Information given: Begin

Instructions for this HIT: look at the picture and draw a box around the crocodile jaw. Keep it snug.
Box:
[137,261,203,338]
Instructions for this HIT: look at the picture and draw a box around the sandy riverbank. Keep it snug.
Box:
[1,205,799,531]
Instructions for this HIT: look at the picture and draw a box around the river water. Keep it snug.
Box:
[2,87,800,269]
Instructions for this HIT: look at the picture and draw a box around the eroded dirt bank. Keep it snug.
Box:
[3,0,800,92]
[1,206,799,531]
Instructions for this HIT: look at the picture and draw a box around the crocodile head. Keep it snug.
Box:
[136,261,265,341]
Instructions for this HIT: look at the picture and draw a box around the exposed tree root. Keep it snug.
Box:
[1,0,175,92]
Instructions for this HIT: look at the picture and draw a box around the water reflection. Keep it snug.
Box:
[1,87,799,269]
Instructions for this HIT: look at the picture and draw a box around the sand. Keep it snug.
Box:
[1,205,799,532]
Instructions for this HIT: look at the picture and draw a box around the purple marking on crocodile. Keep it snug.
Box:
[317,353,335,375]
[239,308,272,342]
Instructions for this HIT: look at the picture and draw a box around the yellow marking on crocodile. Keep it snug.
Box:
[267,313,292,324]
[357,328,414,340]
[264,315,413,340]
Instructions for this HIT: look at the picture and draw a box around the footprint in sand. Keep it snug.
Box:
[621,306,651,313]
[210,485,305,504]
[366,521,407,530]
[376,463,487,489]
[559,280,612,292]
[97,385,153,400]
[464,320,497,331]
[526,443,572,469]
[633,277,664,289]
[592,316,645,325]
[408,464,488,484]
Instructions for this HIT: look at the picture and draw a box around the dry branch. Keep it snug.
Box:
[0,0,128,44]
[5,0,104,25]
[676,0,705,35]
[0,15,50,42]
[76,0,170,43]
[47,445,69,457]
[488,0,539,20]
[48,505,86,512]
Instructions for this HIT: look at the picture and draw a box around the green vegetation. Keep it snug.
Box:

Information given: End

| Exercise prompt |
When you answer, retype all of the material exactly as it appears above.

| Exercise solution |
Instructions for this HIT: look at the picture and draw a box around the crocodile jaw. Keep it snug.
Box:
[137,261,203,338]
Instructions for this HIT: look at the picture and draw a box around the sandy riverbank. Keep it snug.
Box:
[1,205,799,531]
Instructions for this HIT: look at the picture and draw a box around the river water. Keep it snug.
Box:
[2,87,800,269]
Instructions for this HIT: look at the picture and draw a box around the eroded dirt bank. Keep it snug.
Box:
[3,0,800,92]
[1,206,799,531]
Instructions for this HIT: look at the picture and draw a box around the crocodile head. Keep it snug.
Box:
[136,261,265,341]
Instructions for this HIT: look at the picture and draw a box around the exposed tree root. Keep it snug.
Box:
[1,0,175,92]
Instructions for this HIT: look at the picture and draw a box around the water reflection. Keep it snug.
Box:
[1,87,799,269]
Instructions for this HIT: look at the picture and draw a box around the sand. Keep it snug.
Box:
[1,205,799,532]
Instructions for this HIT: look at the picture and draw a box around the purple marking on crocodile. Keep it snug.
Box:
[317,353,335,375]
[239,308,272,342]
Instructions for this HIT: look at the picture and draw a box around the yellow marking on crocodile. Keep it snug.
Box:
[267,313,292,324]
[357,328,414,340]
[264,315,413,340]
Instructions for this HIT: look at the picture and draw a box around the footprint in sand. Keep it snug.
Box:
[621,306,651,313]
[210,485,305,504]
[366,521,407,530]
[376,463,487,489]
[559,280,612,292]
[97,385,153,400]
[464,320,497,331]
[526,443,572,469]
[633,277,664,289]
[592,316,645,325]
[408,464,488,484]
Instructions for this HIT: look at the picture and draw a box around the dry branch. Keep it snug.
Box:
[0,0,128,44]
[5,0,104,25]
[676,0,705,35]
[0,15,50,42]
[76,0,170,43]
[47,445,69,457]
[488,0,539,20]
[48,505,86,512]
Instructions for this HIT: look at the picture and draw a box around the green vegetation. Keep it snug.
Box:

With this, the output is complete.